Texte extrait:
L’hyperréalisme comme alerte
Michu, Les Vacances, Rixe, La Vocation sont quatre courtes pièces de Jean-Claude Grumberg regroupées par Jean-Louis Benoit sous le titre Les Autres. Avec comme fil conducteur une famille composée du père, de la mère et de deux fils, Les Autres s’attaque aux mécanismes du racisme, de l’antisémitisme, de la xénophobie, de la différence incomprise, source de peurs et d’horreurs.

Données extraites:
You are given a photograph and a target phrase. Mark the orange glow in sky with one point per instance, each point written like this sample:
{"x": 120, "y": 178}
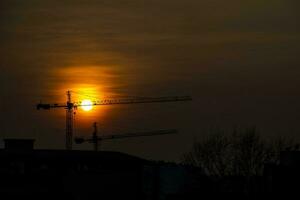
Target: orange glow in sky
{"x": 86, "y": 105}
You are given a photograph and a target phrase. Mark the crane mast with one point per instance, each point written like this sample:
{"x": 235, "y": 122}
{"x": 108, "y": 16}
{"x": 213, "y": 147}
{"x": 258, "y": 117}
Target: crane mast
{"x": 69, "y": 121}
{"x": 70, "y": 106}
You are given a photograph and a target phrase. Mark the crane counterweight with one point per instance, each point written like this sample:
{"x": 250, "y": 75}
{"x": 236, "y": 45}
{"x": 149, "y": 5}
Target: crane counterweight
{"x": 70, "y": 106}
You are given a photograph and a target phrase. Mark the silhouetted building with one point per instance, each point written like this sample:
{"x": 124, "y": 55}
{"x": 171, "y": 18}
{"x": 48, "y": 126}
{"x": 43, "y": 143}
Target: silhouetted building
{"x": 49, "y": 174}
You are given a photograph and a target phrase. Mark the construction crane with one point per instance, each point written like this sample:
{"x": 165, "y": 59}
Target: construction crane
{"x": 95, "y": 139}
{"x": 71, "y": 106}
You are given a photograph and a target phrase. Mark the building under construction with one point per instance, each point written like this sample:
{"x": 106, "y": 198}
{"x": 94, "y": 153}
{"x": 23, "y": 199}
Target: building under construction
{"x": 48, "y": 174}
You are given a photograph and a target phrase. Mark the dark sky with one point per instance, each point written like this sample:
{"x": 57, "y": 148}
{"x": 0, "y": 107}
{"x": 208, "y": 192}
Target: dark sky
{"x": 238, "y": 59}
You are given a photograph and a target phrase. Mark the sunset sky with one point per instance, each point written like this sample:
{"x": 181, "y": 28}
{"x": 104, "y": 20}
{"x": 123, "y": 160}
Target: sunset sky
{"x": 239, "y": 60}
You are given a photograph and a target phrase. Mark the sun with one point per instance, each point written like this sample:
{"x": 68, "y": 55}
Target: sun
{"x": 86, "y": 105}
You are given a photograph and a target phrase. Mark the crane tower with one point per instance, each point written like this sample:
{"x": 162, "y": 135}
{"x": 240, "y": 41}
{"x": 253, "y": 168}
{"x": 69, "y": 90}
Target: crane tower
{"x": 71, "y": 106}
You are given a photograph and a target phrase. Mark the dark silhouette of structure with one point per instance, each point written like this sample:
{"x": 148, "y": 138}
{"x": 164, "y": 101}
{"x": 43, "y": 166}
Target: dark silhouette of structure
{"x": 96, "y": 139}
{"x": 48, "y": 174}
{"x": 71, "y": 106}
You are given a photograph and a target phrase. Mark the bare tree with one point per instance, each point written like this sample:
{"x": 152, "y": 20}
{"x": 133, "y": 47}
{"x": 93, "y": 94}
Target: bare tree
{"x": 242, "y": 152}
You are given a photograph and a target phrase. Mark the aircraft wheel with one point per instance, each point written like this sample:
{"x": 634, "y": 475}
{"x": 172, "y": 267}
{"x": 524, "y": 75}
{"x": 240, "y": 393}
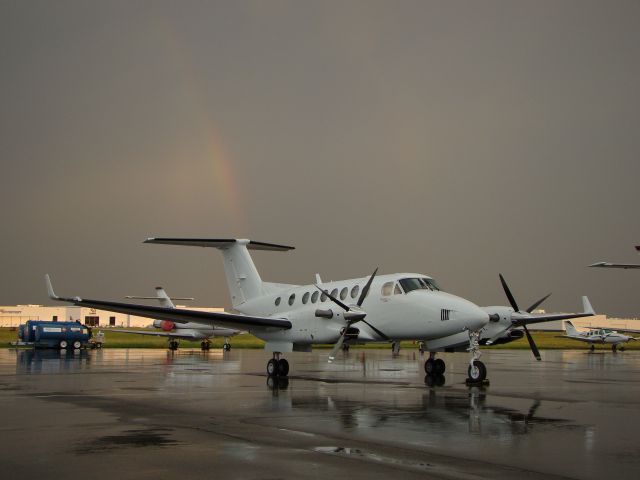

Objectif:
Dites si chaque affirmation s'accorde avec le texte extrait. Répondez par oui ou par non et citez exactement les mots du texte qui tranchent : 1. Les Autres réunit cinq pièces de Jean-Claude Grumberg. 2. C'est Jean-Louis Benoit qui a regroupé ces pièces sous le titre Les Autres. 3. La famille qui sert de fil conducteur compte le père, la mère et deux filles.

Zone de réponse:
1. Non : « quatre courtes pièces de Jean-Claude Grumberg ».
2. Oui : « regroupées par Jean-Louis Benoit sous le titre Les Autres ».
3. Non : « une famille composée du père, de la mère et de deux fils ».